## Selected passage:
## START
Formicarium of the 2/4
This quarter we're happy to bring you a brief look at an Oecophylla smaragdina formicarium from Viktor Underwood.
The size of the formicarium and nest areas.
The size of the formicarium is 60×60×120cm tall, the island is 44×44cm, the tree is 70cm. As for the nest, there appears to be no pattern to their nests they seem to pick some leaves, swarm over them for an hour then you start to see organisation, within 3-4 hours it can go from a few leaves to a fully formed nest held together with silk and detritus.
The materials used for the formicarium.
I used a standard arboreal vivarium but used acrylic as a basin to keep the bottom watertight for my moat. I routed a hole in the top for an exo terra sun ray fixture set for 12 hours on/12 off and a hole in the back for an exo terra ceramic basking lamp controled by a pulse proportional thermostat all siliconed into place. I painted the exterior and interior outdoor gloss to protect the vivarium from heat and humidity. I attached two 120mm pc fans to the ceiling to create airflow.
## END
## Source material:
## START
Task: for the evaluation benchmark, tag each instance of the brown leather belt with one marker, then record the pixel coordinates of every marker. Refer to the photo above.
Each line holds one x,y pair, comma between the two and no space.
## END
## Short task A:
Do these statements agree with the formicarium text? (i) The tree is 70cm. (ii) The sun ray fixture is set for 10 hours on. (iii) The two 120mm pc fans are attached to the floor. Answer each with yes or no and quote the deciding words of the text.
## Short task B:
Transcribe the formicarium text from "The size of the formicarium is" to "for the formicarium.".

## Final answer A:
(i) Yes: "the tree is 70cm"
(ii) No: "set for 12 hours on/12 off"
(iii) No: "I attached two 120mm pc fans to the ceiling"

## Final answer B:
The size of the formicarium is 60×60×120cm tall, the island is 44×44cm, the tree is 70cm. As for the nest, there appears to be no pattern to their nests they seem to pick some leaves, swarm over them for an hour then you start to see organisation, within 3-4 hours it can go from a few leaves to a fully formed nest held together with silk and detritus.
The materials used for the formicarium.